» **BRANO ESTRATTO**
....

Grande, grandissimo è il trasporto per le feste che la popolazione osserva, conserva e si tramanda da generazioni. Sicchè la semplice citazione degli appuntamenti ludici della gente con i tempi e i santi del ciclo annuale vale a delineare il disegno del folklore di questa città rivierasca.
Intanto l’attesa e l’attrazione della festa sono una prova evidente del bisogno di fuga dal reale. Dall’isolamento, dalla fatica e dalla stanchezza di vivere che il popolo ha per instaurare rapporti che fuoriescono dal quotidiano. Per evadere dalla noia, per dimenticare l’assillo dei doveri, delle scadenze e delle responsabilità. La festa è un potente sedativo dei naturali controlli; è un eccitante che stimola la curiosità, sprona il gusto dell’avventura e accende il desiderio di tentare la fortuna e di cedere all’edonismo; la ricerca di siffatte evasioni cui la gente di qui non rinuncia è un aspetto del suo essere, ma anche un capitolo del patrimonio della sua civiltà. Le date nelle quali quello spirito di vita e di trasgressione si esprime sono diffuse a macchia di leopardo per l’intero calendario. A Capodanno, l’anno vecchio sottoforma di un fantoccio, abbigliato come il signore della buona società del tempo andato, viene dannato al fuoco insieme con la valigia dei giorni passati e le fiamme vengono appiccate anche il primo giorno di Carnevale, che coincide con S. Antonio te lu porcu, alle “focareddhe“, a propiziare la speranza dei nuovi raccolti.
Quando poi muore il Carnevale
che, un tempo, si esprimeva in redazioni che a Gallipoli fecero meritare il secondo posto dopo Putignano nella graduatoria dei centri pugliesi sensibili alle feste mascherate e ai cortei dei carri, si fa grande compianto della maschera locale, lu titoru, che è la parodia dell’uomo ordinario, di ogni giorno, di ogni strada, mentre, a fine della Quaresima, si appicca il fuoco alle caremme, che nepoti al Malladrone, sono le megere devote delle astinenze ed amiche delle rinunzie che, fino al giorno del rogo, sono state sospese su fili tesi da un capo all’altro delle viuzze del centro antico che, durante la settimana di Passione, partecipa con l’intensità di una città spagnola ai riti penitenziali che hanno il loro clou nei cortei processionali degli oratori e delle fratellanze loro.
Quando anche la Pasqua è passata
sono soltanto ricordi le processioni che ai 19 di gennaio e ai 5 di febbraio hanno portato in processione dalla Cattedrale e per gli avvolti meandri del suo tessuto antico gli argentei busti settecenteschi dei protettori Sebastiano ed Agata infiorati e rutilanti di luci.
L’estate alle porte e la città comincia a prepararsi a ricevere gli ospiti, quelli che vi tornano a villeggiare e i visitatori nuovi.

....

» **ISTRUZIONI E REQUISITI**
Aggiorna il brano sulle feste di Gallipoli: riscrivilo dal punto che contiene "Quando anche la" e fermati dopo "rutilanti di luci.", mettendo "chiesa madre" al posto di "Cattedrale". Le voci che vengono dopo il brano non servono.

» **VOCI DEL DATASET**

....

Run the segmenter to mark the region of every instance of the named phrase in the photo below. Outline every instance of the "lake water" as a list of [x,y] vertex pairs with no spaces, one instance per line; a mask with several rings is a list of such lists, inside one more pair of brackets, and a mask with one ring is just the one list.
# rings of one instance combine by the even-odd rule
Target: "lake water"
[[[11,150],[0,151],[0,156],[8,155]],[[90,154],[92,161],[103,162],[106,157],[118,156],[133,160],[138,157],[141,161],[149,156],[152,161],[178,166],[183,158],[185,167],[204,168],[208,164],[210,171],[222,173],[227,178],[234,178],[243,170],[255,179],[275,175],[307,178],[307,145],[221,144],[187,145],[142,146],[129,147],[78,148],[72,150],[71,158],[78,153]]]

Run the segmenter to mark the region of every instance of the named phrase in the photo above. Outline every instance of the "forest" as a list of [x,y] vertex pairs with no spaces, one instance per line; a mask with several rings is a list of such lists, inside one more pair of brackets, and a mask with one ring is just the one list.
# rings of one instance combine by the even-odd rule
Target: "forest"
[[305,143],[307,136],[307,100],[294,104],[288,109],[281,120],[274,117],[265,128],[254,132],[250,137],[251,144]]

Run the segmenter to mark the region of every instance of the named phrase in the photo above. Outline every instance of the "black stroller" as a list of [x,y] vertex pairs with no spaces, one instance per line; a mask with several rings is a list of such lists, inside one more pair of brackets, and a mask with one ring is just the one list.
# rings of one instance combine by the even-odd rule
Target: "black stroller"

....

» **RISPOSTA AL COMPITO**
Quando anche la Pasqua è passata
sono soltanto ricordi le processioni che ai 19 di gennaio e ai 5 di febbraio hanno portato in processione dalla chiesa madre e per gli avvolti meandri del suo tessuto antico gli argentei busti settecenteschi dei protettori Sebastiano ed Agata infiorati e rutilanti di luci.